• [TO BE DONE] Write out the records below word for word, leaving out the pictures.

• [Segmentation labeling records]
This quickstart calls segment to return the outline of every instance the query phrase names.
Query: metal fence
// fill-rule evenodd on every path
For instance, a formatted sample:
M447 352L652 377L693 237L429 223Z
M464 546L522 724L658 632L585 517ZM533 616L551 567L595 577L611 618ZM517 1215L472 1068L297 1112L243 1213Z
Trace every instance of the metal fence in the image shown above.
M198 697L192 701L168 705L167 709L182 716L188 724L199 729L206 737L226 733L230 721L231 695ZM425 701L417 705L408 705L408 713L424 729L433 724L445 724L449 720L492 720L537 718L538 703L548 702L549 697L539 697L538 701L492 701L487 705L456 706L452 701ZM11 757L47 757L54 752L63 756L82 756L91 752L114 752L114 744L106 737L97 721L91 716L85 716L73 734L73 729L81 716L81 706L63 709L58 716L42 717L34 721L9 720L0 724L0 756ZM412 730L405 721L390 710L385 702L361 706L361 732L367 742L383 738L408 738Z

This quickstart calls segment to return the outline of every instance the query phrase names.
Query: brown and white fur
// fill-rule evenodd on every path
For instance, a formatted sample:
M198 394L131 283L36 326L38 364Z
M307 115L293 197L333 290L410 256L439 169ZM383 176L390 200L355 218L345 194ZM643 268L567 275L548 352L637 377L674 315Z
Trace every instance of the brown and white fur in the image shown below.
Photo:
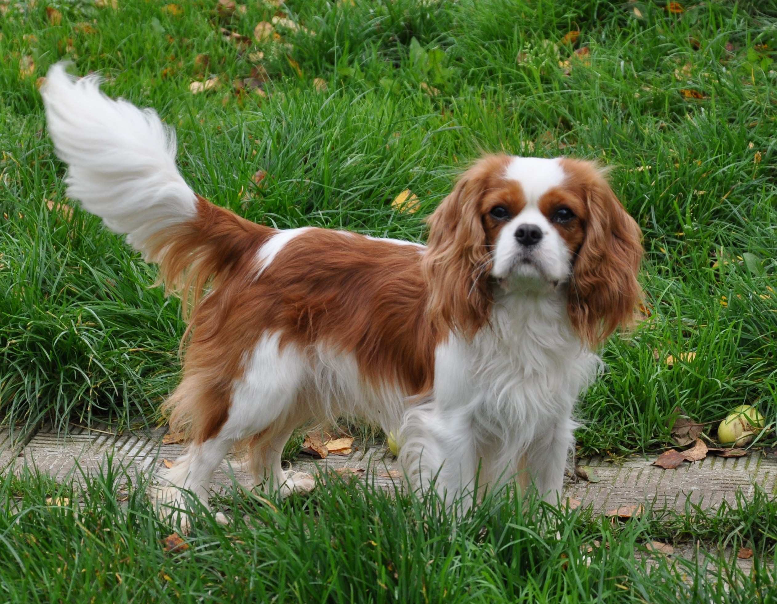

• [SOLUTION]
This quickstart calls segment to return the outline of every instance the query phrase names.
Query: metal fence
// fill-rule evenodd on every path
For instance, a formatted sample:
M447 352L652 377L693 237L429 223Z
M464 546L522 724L658 632L585 517ZM533 616L551 567L595 577L611 618ZM517 1215L472 1068L297 1112L243 1213Z
Trace every instance of the metal fence in the image shown above.
M198 697L192 701L168 705L167 709L182 716L188 724L199 729L206 737L226 733L230 721L231 695ZM425 701L417 705L408 705L408 713L424 729L433 724L445 724L449 720L492 720L537 718L538 703L548 702L549 697L539 697L538 701L492 701L487 705L456 706L452 701ZM11 757L47 757L54 752L63 756L82 756L91 752L114 752L114 744L106 737L97 721L91 716L85 716L73 734L73 729L81 716L81 706L63 709L58 716L42 717L34 721L9 720L0 724L0 756ZM412 730L405 721L390 710L385 702L361 706L361 732L367 742L383 738L408 738Z

This quickstart calls segment to return the outline of every instance the query phrase names.
Query: brown and white fur
// fill-rule evenodd on every path
For instance, a formatted sample:
M198 394L131 283L36 326L38 364Z
M307 115L293 197L333 290L410 256L439 169ZM383 176L390 200L355 218L345 194ZM643 268L567 275L548 352L637 377L674 315Z
Trace every instance of the brown and white fur in the image shown below.
Photo:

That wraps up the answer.